**EXERCICE À TRAITER**: Sélectionnez chaque ligne des entrées ci-dessous qui contient le mot « lamp ». La casse doit être respectée.

**DONNÉES DE TRAVAIL**:
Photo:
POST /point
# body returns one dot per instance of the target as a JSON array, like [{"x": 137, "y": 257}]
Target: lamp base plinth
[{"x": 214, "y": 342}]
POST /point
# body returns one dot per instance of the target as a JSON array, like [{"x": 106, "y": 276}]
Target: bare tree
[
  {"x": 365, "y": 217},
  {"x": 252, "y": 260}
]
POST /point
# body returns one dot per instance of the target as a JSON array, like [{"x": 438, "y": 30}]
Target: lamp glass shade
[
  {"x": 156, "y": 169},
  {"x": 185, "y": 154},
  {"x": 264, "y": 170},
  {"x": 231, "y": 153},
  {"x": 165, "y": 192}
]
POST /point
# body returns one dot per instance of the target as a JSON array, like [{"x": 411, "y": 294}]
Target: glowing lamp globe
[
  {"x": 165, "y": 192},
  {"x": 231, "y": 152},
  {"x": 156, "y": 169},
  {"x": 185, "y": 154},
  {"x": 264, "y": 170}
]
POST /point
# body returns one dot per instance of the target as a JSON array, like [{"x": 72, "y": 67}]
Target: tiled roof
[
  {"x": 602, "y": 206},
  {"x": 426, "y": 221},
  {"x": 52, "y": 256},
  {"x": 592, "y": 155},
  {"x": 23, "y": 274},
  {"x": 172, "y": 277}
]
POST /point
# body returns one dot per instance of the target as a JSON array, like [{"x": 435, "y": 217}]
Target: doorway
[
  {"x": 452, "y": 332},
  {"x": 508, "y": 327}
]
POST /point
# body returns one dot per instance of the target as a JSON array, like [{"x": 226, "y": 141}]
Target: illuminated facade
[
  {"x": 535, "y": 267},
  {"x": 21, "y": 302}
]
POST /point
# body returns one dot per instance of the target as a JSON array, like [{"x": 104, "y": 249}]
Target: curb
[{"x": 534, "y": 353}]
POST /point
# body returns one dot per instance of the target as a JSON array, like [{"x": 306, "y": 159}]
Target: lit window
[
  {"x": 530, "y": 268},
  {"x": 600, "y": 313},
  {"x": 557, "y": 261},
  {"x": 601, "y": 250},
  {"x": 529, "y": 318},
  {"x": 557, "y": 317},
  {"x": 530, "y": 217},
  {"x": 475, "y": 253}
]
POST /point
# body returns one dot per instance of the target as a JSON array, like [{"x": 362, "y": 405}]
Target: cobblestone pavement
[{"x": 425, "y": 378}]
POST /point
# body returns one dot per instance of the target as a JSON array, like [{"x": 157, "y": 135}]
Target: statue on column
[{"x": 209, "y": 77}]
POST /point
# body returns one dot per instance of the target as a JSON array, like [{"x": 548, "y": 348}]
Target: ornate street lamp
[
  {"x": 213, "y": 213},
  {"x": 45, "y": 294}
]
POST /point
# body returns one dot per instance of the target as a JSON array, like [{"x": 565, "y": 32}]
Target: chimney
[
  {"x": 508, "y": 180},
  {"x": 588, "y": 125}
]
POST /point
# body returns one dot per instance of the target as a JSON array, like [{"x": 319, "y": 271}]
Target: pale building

**RÉPONSE ATTENDUE**:
Target: lamp base plinth
Target: lamp glass shade
Target: glowing lamp globe
Target: ornate street lamp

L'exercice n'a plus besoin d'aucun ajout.